- **Direction**:
Render all the entries below as one numbered list, with blank lines left out.

** Begin Items **

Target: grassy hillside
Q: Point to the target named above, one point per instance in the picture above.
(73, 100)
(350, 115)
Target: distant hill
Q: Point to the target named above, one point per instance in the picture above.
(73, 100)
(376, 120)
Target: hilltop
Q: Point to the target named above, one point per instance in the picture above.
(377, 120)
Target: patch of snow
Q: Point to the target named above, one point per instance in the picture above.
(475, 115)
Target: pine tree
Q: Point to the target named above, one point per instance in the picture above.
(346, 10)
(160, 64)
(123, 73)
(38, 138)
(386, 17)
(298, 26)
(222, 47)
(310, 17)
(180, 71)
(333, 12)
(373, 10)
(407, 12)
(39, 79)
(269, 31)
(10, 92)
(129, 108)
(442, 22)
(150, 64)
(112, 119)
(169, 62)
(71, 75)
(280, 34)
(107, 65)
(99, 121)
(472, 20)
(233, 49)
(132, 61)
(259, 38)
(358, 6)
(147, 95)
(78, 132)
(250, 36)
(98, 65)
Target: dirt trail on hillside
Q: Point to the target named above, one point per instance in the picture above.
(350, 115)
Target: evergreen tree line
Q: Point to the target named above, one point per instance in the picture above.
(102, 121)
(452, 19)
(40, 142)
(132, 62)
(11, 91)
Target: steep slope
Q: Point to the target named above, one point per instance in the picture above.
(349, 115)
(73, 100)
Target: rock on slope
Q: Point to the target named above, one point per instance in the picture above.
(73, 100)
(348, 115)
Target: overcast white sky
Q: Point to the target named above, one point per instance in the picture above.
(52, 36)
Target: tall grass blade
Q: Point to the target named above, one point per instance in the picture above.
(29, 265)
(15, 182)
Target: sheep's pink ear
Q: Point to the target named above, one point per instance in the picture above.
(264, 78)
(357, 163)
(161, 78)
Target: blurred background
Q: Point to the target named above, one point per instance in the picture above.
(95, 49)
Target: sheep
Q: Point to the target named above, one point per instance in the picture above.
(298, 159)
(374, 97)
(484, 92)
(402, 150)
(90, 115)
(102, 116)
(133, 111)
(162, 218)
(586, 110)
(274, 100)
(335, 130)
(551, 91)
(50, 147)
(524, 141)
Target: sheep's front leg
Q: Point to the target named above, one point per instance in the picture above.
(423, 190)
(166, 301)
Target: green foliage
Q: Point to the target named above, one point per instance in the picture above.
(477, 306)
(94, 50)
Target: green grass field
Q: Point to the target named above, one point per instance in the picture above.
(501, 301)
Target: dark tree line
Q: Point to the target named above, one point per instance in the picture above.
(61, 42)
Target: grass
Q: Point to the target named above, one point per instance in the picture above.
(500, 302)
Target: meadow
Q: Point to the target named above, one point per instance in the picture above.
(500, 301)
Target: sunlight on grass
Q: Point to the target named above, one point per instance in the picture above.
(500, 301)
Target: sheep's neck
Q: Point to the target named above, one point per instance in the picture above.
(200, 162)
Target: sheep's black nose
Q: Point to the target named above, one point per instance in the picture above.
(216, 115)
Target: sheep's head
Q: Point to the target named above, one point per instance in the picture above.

** End Items **

- **Correct output**:
1. Target: grassy hillside
2. Q: Point to the target named above, one point per instance in the picture above.
3. (73, 100)
4. (350, 115)
5. Target: distant hill
6. Q: Point to the target named above, one point per instance in the picture above.
7. (73, 100)
8. (376, 120)
9. Target: hilltop
10. Q: Point to the target named above, one point per instance in the picture above.
11. (377, 120)
12. Target: patch of snow
13. Q: Point to the target named above, one point per instance in the picture above.
14. (475, 115)
15. Target: pine tree
16. Q: Point to the target named above, one point per instance in the picture above.
17. (346, 10)
18. (160, 64)
19. (123, 73)
20. (38, 138)
21. (386, 17)
22. (298, 26)
23. (222, 47)
24. (310, 17)
25. (180, 71)
26. (333, 12)
27. (373, 10)
28. (407, 12)
29. (39, 79)
30. (269, 31)
31. (10, 92)
32. (129, 108)
33. (442, 22)
34. (150, 64)
35. (112, 119)
36. (169, 62)
37. (71, 75)
38. (280, 34)
39. (107, 65)
40. (99, 121)
41. (472, 20)
42. (233, 49)
43. (132, 61)
44. (259, 38)
45. (358, 6)
46. (147, 95)
47. (78, 132)
48. (250, 36)
49. (98, 65)
50. Target: dirt trail on hillside
51. Q: Point to the target named above, one point per instance in the picture above.
52. (350, 115)
53. Target: evergreen tree line
54. Q: Point to the target named above, one point per instance in the picture above.
55. (102, 121)
56. (452, 19)
57. (40, 142)
58. (132, 62)
59. (11, 91)
60. Target: steep slope
61. Q: Point to the target named above, one point per instance in the picture above.
62. (349, 115)
63. (73, 100)
64. Target: rock on slope
65. Q: Point to the target named above, one point per instance in the picture above.
66. (73, 100)
67. (348, 115)
68. Target: overcast white sky
69. Q: Point to the target named above, one point per instance in the picture above.
70. (52, 36)
71. Target: tall grass blade
72. Q: Point to the target named above, one point per instance in the picture above.
73. (29, 265)
74. (15, 182)
75. Target: sheep's pink ear
76. Q: Point to the target named above, one point per instance in the picture above.
77. (264, 78)
78. (357, 163)
79. (161, 78)
80. Target: blurred background
81. Q: Point to the target named above, one point per instance in the picture above.
82. (95, 49)
83. Target: sheep
84. Q: Point to the target named above, one point per instance in the picture above.
85. (298, 159)
86. (374, 97)
87. (484, 92)
88. (402, 150)
89. (90, 115)
90. (102, 116)
91. (133, 111)
92. (162, 218)
93. (586, 110)
94. (274, 100)
95. (335, 130)
96. (551, 91)
97. (50, 147)
98. (524, 141)
99. Target: sheep's front leg
100. Q: Point to the target named above, one point per instance in the picture above.
101. (423, 190)
102. (166, 301)
103. Target: green foliage
104. Q: Point to the target named above, one point per instance in the picture above.
105. (477, 306)
106. (94, 50)
107. Target: green grass field
108. Q: Point to the target named above, one point per instance in the picture above.
109. (501, 301)
110. Target: dark tree line
111. Q: Point to the target named above, one point per instance in the picture above.
112. (61, 42)
113. Target: grass
114. Q: Point to the target named above, one point per instance in the picture above.
115. (500, 302)
116. Target: meadow
117. Q: Point to the target named above, one point per instance in the picture above.
118. (500, 301)
119. Target: sunlight on grass
120. Q: Point to the target named above, one point per instance in the picture above.
121. (500, 301)
122. Target: sheep's neck
123. Q: Point to the target named above, one point per instance in the picture above.
124. (200, 162)
125. Target: sheep's black nose
126. Q: Point to the target named above, one point per instance in the picture above.
127. (216, 115)
128. Target: sheep's head
129. Q: Point to the target named above, one point per instance in the picture above.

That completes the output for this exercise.